> Task details: Count how many lines in the material below contain the string "tire", and reply with only that number.

(Object detection data)
------------------------------------

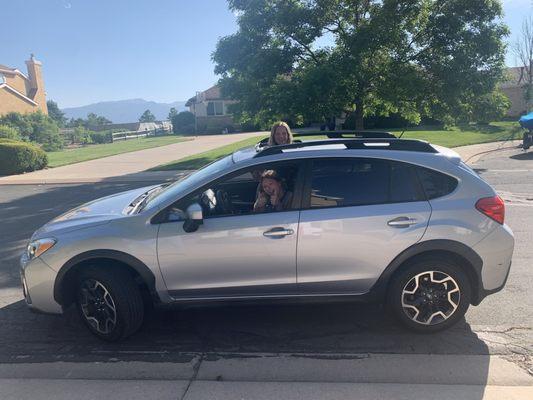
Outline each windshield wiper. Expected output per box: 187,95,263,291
131,183,170,214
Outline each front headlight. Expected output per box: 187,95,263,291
26,238,57,260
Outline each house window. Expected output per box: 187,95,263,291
207,101,224,115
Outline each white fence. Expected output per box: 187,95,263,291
111,129,157,142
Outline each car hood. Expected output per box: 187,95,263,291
32,185,159,239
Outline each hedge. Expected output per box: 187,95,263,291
0,139,48,175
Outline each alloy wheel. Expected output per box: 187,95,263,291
402,271,461,325
79,279,117,335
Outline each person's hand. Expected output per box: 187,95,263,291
270,189,280,206
255,192,268,208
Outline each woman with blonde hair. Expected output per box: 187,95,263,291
268,121,293,146
254,169,292,212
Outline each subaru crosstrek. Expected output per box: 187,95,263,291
21,137,514,341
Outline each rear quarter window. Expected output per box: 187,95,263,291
416,167,458,200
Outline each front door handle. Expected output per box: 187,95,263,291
263,226,294,239
387,217,417,228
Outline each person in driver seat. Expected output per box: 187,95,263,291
254,169,292,212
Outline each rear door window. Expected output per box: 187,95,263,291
416,167,458,200
309,158,425,208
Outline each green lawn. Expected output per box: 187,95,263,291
47,135,191,167
150,122,521,171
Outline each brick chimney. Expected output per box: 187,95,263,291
26,54,48,114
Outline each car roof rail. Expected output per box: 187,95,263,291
293,130,396,139
258,130,396,146
254,138,438,158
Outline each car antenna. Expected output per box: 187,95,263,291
398,128,405,139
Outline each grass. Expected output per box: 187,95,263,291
149,136,263,171
47,135,191,167
150,122,521,171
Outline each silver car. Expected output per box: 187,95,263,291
21,138,514,341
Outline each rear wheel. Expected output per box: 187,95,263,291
388,257,472,333
76,267,144,342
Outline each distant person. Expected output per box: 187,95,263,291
254,170,292,212
268,122,293,146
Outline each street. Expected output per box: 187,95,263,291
0,145,533,398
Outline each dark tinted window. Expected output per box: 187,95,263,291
310,158,425,207
311,159,389,207
390,162,425,203
417,167,457,199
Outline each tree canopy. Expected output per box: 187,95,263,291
213,0,508,128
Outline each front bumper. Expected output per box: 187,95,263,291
20,255,63,314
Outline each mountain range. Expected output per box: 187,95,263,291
61,99,186,124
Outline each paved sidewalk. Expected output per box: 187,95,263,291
0,132,265,185
0,353,533,400
453,140,522,164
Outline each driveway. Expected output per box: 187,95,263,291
0,132,265,185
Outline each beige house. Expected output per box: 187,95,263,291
500,67,528,117
0,54,48,115
185,85,237,133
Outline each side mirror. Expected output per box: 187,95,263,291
183,203,204,232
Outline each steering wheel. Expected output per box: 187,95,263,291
216,189,233,214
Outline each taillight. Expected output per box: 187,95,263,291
476,196,505,225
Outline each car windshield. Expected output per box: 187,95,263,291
143,156,233,210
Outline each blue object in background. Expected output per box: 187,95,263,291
518,112,533,129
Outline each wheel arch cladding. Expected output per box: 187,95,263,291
372,239,483,305
54,249,159,306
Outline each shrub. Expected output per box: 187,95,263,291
0,125,20,139
0,112,63,151
89,132,113,144
172,111,195,133
71,126,91,144
0,139,48,175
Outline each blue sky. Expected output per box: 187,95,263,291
0,0,533,107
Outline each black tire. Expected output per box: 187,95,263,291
388,256,472,333
76,265,144,342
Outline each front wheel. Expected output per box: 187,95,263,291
76,267,144,342
388,258,471,333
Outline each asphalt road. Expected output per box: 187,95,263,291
0,149,533,367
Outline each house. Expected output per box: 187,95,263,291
500,67,528,117
0,54,48,116
185,85,238,133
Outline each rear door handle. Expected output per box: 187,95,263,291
387,217,417,228
263,226,294,239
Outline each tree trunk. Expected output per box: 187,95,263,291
355,100,365,130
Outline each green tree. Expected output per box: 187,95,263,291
0,125,20,140
139,110,155,122
470,90,511,124
168,107,178,121
46,100,67,127
213,0,508,128
513,16,533,112
171,111,195,133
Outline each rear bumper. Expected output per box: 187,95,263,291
474,225,514,304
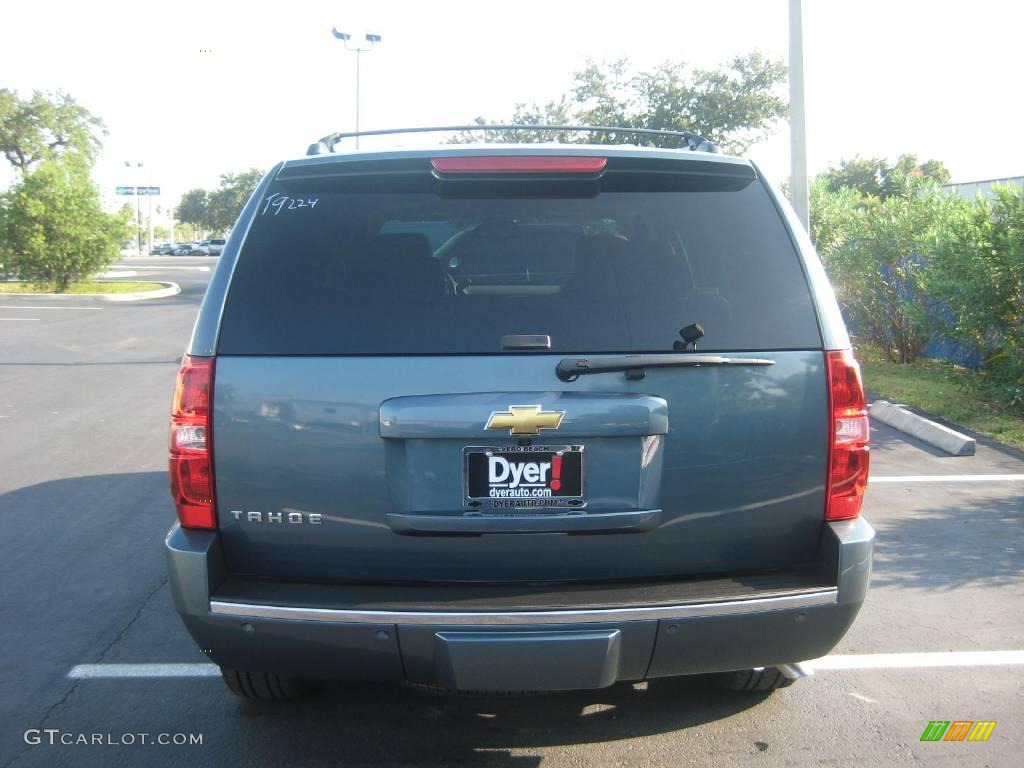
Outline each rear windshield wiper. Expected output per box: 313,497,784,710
555,352,775,381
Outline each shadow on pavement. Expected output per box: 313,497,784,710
225,678,770,766
871,493,1024,589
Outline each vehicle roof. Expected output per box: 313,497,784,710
282,142,751,174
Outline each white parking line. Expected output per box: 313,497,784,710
867,474,1024,482
118,264,210,272
61,650,1024,680
808,650,1024,672
0,304,103,312
68,664,220,680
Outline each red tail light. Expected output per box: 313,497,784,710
170,354,217,529
825,349,869,520
430,155,608,173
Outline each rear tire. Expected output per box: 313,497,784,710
717,667,797,693
220,667,312,701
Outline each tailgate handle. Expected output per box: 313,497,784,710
387,509,662,536
502,334,551,351
555,352,775,381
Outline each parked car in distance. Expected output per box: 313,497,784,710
199,239,226,256
166,128,874,699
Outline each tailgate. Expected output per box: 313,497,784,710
213,352,826,582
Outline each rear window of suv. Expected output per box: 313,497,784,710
218,167,821,355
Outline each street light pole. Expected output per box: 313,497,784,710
331,27,381,150
790,0,810,229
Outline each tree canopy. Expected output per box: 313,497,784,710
176,168,263,232
0,88,106,175
454,51,788,153
0,157,130,293
818,155,950,200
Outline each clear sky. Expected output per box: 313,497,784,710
0,0,1024,215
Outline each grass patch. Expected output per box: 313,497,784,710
857,344,1024,451
0,281,166,294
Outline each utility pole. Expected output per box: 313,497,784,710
790,0,810,229
145,166,153,254
125,160,142,256
331,27,381,150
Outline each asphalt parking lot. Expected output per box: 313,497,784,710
0,257,1024,768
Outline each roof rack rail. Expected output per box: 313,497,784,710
306,124,721,155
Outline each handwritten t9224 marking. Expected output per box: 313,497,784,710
260,193,319,216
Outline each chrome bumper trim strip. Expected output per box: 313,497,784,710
210,587,839,627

------------------------------------

> Result: 2